WORK TO COMPLETE:
**A.** Reproduce everything in the urban gardening passage from "There is a growing" down to "acres of open space.".
**B.** According to the urban gardening passage, how many pounds of produce does the Dover Street Park garden yield each year?

══ SUPPLIED TEXT

In order to combat the growing obesity problem and reduce food deserts, the Healthy Hearts Youth Empowerment program promotes healthy living practices by teaching youth how to create their own urban garden, grow their own food, and change their diets to improve overall health. The youth in the program are encouraged to learn how to cook by themselves and make conscious and healthy choices when selecting food for consumption. The underlying idea behind this program is to promote health education among the youth. By promoting a healthy eating lifestyle, the program hopes that the participants will be able to bring what they learned back to their own family and community. Each cycle of this program consists of a group of 8–12 students. In terms of community gardening, they have transformed the 1/4-acre plot (approximately 10,000 sq. ft) in Dover Street Park into arable land. This urban garden has produced over 3000 pounds of produce every year. The produce is sold to local residents in the community through the Phat Beet Produce’s clinic based farm stands. In addition, this partnership has a “Fresh Fellows” food justice program that specifically targets teenagers who are at risk of heart disease and Type 2 diabetes. The “Fresh Fellows” program is dedicated to teaching the teenagers to be leaders in the food justice system. Over the years, this program has trained over 60 youth leaders. One of the participants in the 2011 summer session stated “Well I’m going to bring to my community to more gardens, activities with more peers, more hands on gardening activities because we don’t have enough of that. But I feel like I would take basically everything I learned here to my community and my family because I feel like if I could benefit from it then someone else can benefit from it. ” Urban gardening is positively correlated with health benefits in the community. Residents are more willing to eat the food they grow, benefit from the exercise of tending to gardens, and feel safe and involved in their community.

There is a growing trend of converting urban land into gardens or community space. In Richmond, the Richmond Greenway Project has transformed previously unused railroad land into a bicycle and pedestrian-safe community with plenty of open space. The purpose of this project is to provide residents easy access to the outdoors while promoting healthy exercising activities like bicycling. The land that was once occupied by the Atchison-Topeka and Santa Fe railroad has now been transformed into 3 miles of biking and walking trails, and over 32 acres of open space.

════
══ SOURCE MATERIAL

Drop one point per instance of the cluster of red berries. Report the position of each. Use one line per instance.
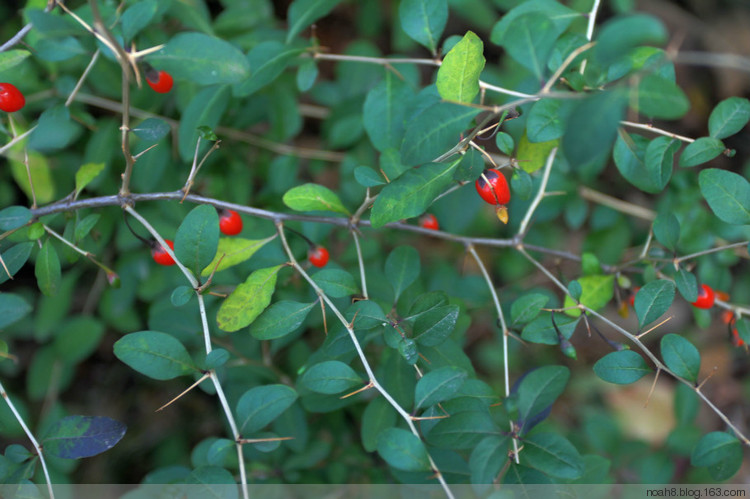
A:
(11, 99)
(493, 188)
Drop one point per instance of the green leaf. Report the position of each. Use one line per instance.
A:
(47, 269)
(433, 327)
(412, 193)
(330, 377)
(197, 238)
(529, 40)
(667, 230)
(623, 33)
(260, 406)
(12, 309)
(622, 367)
(54, 131)
(434, 131)
(302, 13)
(539, 389)
(598, 290)
(553, 455)
(659, 97)
(14, 217)
(267, 61)
(681, 356)
(137, 17)
(703, 150)
(157, 355)
(463, 430)
(728, 195)
(592, 127)
(438, 385)
(205, 109)
(336, 283)
(716, 447)
(687, 285)
(201, 59)
(659, 161)
(403, 450)
(14, 258)
(280, 319)
(86, 173)
(74, 437)
(234, 251)
(313, 197)
(248, 300)
(402, 268)
(729, 117)
(424, 21)
(152, 129)
(384, 113)
(12, 58)
(652, 300)
(527, 307)
(458, 75)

════

RESPONSES PER TASK:
**A.**
There is a growing trend of converting urban land into gardens or community space. In Richmond, the Richmond Greenway Project has transformed previously unused railroad land into a bicycle and pedestrian-safe community with plenty of open space. The purpose of this project is to provide residents easy access to the outdoors while promoting healthy exercising activities like bicycling. The land that was once occupied by the Atchison-Topeka and Santa Fe railroad has now been transformed into 3 miles of biking and walking trails, and over 32 acres of open space.

**B.** Over 3000 pounds.